### BRIEF A
Return the lines of the records unchanged, starting at the line that contains "indicate the black" and ending at the last line of the records.

### TEXT SECTION

○ ○ ○ ○ ○ ○ ○

Is Jose Mourinho an outsider to modern football? How have his tactics changed if so?

How Mourinho’s ‘outsider mentality’ has shaped his tactics

The outsiders: those on sidelines that stand against all odds or sink to a life of misery. We see them everywhere: on the street, sometimes drunk and resting against a wall, and sometimes quiet and invisible to the everyday eye, and sometimes even on their multi-million yachts in Monaco. The versions are countless.

There is an Indonesian movie called The Raid in which the antagonist is a short man who’s fought against the odds his whole life and, as a result, has built a backbone and a liking for getting himself into the ‘underdog position’. Supremely confident in his fighting skills, he fought two against one or bare-handed against a knife-wielder, or would pick on a heavier opponent.

Youtube: Mourinho the underdog.

○ ○ ○ ○ ○ ○ ○

Records excerpted from a collection:
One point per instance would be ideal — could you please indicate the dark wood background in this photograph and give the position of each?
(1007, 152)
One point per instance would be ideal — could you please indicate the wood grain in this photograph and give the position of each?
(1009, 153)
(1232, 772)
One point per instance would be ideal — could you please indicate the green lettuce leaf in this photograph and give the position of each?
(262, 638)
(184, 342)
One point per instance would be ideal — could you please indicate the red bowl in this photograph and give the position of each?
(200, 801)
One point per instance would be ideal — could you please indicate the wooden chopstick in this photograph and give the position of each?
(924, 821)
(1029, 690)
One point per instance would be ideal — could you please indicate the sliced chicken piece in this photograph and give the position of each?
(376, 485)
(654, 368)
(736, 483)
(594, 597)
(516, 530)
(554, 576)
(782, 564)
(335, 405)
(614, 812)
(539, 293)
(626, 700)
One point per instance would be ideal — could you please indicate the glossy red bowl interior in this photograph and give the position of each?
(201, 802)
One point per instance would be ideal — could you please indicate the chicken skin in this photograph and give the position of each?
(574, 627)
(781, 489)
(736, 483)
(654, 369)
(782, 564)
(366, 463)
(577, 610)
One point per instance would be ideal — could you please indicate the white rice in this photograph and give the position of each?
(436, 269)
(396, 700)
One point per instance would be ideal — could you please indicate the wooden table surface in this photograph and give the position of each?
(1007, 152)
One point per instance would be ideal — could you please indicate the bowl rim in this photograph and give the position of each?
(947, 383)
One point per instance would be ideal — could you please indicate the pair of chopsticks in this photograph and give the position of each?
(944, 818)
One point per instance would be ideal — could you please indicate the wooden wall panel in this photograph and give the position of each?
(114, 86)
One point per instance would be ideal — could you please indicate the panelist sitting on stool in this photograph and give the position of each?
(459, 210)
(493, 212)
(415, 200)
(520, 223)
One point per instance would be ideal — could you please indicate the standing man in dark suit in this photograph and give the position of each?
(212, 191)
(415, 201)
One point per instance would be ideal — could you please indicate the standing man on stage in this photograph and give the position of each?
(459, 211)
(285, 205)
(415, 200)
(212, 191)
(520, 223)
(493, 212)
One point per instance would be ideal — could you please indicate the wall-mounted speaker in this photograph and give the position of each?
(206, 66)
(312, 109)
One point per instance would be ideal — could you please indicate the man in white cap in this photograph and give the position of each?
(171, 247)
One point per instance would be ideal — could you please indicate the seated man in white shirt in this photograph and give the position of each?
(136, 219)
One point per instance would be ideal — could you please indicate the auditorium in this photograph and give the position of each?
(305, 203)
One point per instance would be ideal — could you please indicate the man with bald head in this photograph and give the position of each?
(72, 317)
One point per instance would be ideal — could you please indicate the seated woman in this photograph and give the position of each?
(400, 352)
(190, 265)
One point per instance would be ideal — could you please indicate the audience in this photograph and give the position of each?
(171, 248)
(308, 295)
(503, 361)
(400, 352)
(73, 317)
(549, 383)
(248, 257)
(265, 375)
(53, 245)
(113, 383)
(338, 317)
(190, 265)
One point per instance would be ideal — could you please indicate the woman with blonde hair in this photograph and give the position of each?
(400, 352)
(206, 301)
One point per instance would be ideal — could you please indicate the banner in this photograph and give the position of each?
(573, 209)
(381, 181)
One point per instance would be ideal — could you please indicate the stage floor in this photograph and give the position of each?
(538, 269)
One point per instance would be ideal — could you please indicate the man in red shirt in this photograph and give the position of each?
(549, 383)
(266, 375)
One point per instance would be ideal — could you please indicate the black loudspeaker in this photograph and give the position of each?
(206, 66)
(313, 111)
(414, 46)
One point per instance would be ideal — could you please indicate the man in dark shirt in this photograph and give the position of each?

○ ○ ○ ○ ○ ○ ○

### BRIEF B
Reproduce the passage of the Mourinho article starting at "There is an" and ending at "Youtube: Mourinho the underdog.", substituting "taller" for "heavier".

### CORRECT ANSWER A
One point per instance would be ideal — could you please indicate the black loudspeaker in this photograph and give the position of each?
(206, 66)
(313, 111)
(414, 46)
One point per instance would be ideal — could you please indicate the man in dark shirt in this photograph and give the position of each?

### CORRECT ANSWER B
There is an Indonesian movie called The Raid in which the antagonist is a short man who’s fought against the odds his whole life and, as a result, has built a backbone and a liking for getting himself into the ‘underdog position’. Supremely confident in his fighting skills, he fought two against one or bare-handed against a knife-wielder, or would pick on a taller opponent.

Youtube: Mourinho the underdog.